TASK DIRECTIONS = From the listing below, extract each entry exactly as written, minus the images.

SOURCE DATA =

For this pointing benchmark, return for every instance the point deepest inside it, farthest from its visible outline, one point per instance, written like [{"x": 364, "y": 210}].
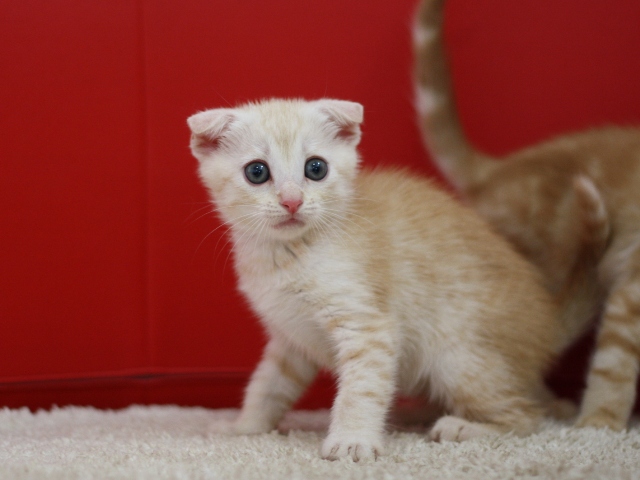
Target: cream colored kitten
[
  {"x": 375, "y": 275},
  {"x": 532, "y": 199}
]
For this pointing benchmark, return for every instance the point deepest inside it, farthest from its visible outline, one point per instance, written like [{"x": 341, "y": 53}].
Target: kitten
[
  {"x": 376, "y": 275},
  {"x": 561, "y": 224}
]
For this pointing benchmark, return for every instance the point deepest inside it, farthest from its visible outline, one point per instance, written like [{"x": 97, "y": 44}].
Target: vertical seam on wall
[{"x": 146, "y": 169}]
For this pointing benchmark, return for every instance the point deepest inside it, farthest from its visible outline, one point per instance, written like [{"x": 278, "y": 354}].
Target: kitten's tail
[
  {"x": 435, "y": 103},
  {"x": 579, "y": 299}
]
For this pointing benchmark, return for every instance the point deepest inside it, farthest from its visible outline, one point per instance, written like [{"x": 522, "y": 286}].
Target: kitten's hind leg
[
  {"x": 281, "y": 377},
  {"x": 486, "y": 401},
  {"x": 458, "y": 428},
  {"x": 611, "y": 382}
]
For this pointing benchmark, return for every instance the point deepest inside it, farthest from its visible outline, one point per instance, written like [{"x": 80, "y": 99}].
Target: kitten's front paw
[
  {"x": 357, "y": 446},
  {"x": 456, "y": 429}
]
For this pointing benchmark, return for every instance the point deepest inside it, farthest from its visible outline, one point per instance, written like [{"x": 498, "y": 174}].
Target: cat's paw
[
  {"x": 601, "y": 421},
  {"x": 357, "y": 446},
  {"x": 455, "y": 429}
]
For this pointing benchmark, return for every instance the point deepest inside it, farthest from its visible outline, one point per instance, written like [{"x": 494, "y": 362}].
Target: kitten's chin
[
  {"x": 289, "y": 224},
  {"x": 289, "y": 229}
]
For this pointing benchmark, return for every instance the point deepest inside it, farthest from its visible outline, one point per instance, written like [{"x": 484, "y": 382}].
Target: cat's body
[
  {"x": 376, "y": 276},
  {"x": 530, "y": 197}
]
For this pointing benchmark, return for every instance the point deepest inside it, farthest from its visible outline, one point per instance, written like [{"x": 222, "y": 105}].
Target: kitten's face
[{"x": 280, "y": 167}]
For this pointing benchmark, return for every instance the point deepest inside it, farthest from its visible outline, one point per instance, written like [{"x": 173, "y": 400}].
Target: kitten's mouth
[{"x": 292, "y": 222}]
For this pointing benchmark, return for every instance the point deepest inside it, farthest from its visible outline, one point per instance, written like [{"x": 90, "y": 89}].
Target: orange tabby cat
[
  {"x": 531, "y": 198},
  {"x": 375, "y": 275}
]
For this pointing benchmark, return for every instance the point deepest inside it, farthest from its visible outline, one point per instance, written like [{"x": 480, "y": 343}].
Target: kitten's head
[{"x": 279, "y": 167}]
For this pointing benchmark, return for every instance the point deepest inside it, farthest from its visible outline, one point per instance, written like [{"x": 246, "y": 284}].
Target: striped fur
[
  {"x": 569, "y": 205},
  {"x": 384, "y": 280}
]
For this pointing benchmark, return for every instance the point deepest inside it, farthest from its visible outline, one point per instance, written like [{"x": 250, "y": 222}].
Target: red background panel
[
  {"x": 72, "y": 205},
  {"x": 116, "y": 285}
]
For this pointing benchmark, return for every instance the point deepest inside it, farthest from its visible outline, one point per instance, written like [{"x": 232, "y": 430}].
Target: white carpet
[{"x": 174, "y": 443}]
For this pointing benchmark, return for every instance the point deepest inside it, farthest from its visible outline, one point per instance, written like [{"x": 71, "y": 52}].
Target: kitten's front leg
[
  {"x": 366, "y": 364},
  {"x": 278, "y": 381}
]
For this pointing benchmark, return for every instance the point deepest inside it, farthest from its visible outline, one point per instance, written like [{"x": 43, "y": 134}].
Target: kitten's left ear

EXERCISE SOLUTION =
For this pointing benchmark, return for every instance the point deepest inside it, farthest from its visible outline, one point per instance, written like [{"x": 364, "y": 210}].
Target: cream colored kitten
[
  {"x": 375, "y": 275},
  {"x": 532, "y": 199}
]
For this pointing benchmark, return for every instance the point deepest inside it, farthest from its visible outline, one point per instance, written like [{"x": 341, "y": 53}].
Target: kitten
[
  {"x": 376, "y": 275},
  {"x": 561, "y": 224}
]
For this pointing benchmark, return for every instance the point deepest inside it, farthest from its visible outline, one point per instance, written like [{"x": 97, "y": 44}].
Target: vertical seam on wall
[{"x": 146, "y": 169}]
For this pointing benchmark, return for every instance the point deepest inside it, farthest from its visible outline, one point per instance, written like [{"x": 278, "y": 354}].
Target: kitten's tail
[
  {"x": 435, "y": 103},
  {"x": 579, "y": 299}
]
For this pointing benchmark, return for every instance the point deepest inside it, farthest from its visible outline, one point per instance, written like [{"x": 522, "y": 286}].
Target: kitten's hind leg
[
  {"x": 281, "y": 377},
  {"x": 486, "y": 401},
  {"x": 458, "y": 428},
  {"x": 611, "y": 382}
]
For this pointing benchmark, return for every instance the point deepest inside it, farthest from its visible outline, one point per instance, written like [{"x": 80, "y": 99}].
Target: kitten's front paw
[
  {"x": 357, "y": 446},
  {"x": 456, "y": 429}
]
For this pointing benchmark, return for every instance the point deepest inside it, farthest from its visible outline, one point per instance, written like [{"x": 498, "y": 174}].
Target: cat's paw
[
  {"x": 601, "y": 421},
  {"x": 357, "y": 446},
  {"x": 455, "y": 429}
]
For this pointing benchmark, return for every instance the point deepest inside it, farthest from its visible outline, one point per instance, written like [{"x": 494, "y": 362}].
Target: kitten's chin
[
  {"x": 289, "y": 224},
  {"x": 289, "y": 229}
]
For this pointing benchmark, return for every instance the point deepest inside it, farthest from its visible outline, one point per instance, written like [{"x": 484, "y": 382}].
Target: cat's body
[
  {"x": 376, "y": 276},
  {"x": 530, "y": 197}
]
For this pointing benchmark, return for every instance the point deepest inside it, farthest from its visible outline, one point per instance, written like [{"x": 222, "y": 105}].
Target: kitten's face
[{"x": 280, "y": 167}]
For this pointing benchmark, return for every instance the point deepest inside it, farthest from its visible outline, one point per instance, written like [{"x": 173, "y": 400}].
Target: kitten's mouth
[{"x": 292, "y": 222}]
For this pointing benchmark, return for every instance the point deepest inside it, farthest from its visible outline, one point per instance, written like [{"x": 90, "y": 89}].
Target: orange tabby cat
[
  {"x": 531, "y": 198},
  {"x": 375, "y": 275}
]
For this pointing benchmark, return for every instance the point deepest inside it, farthest from its visible outline, one point per instance, written like [{"x": 480, "y": 343}].
Target: kitten's head
[{"x": 279, "y": 167}]
For this pointing benchmark, return for every instance the point deepest inside it, farthest from its visible outline, one point per instance, written like [{"x": 246, "y": 284}].
Target: striped fur
[
  {"x": 569, "y": 205},
  {"x": 384, "y": 280}
]
For this pointing benchmark, return for every instance the point deepest inside it, farthest from its visible outline, one point per instance, written like [{"x": 250, "y": 222}].
Target: red background panel
[
  {"x": 72, "y": 205},
  {"x": 116, "y": 285}
]
For this pointing benchmark, return for every instance the point deepest inside it, farthest from its visible outline, one point per instance, written like [{"x": 232, "y": 430}].
Target: white carpet
[{"x": 174, "y": 443}]
For this pointing benchmark, return for every instance the point deepest inside it, farthest from its visible outline, one point per instance, written like [{"x": 71, "y": 52}].
Target: kitten's front leg
[
  {"x": 366, "y": 364},
  {"x": 278, "y": 381}
]
For this pointing benchmark, return for every instance the point deepest inside it, farthest from its visible outline, one point per instance, written like [{"x": 43, "y": 134}].
Target: kitten's left ear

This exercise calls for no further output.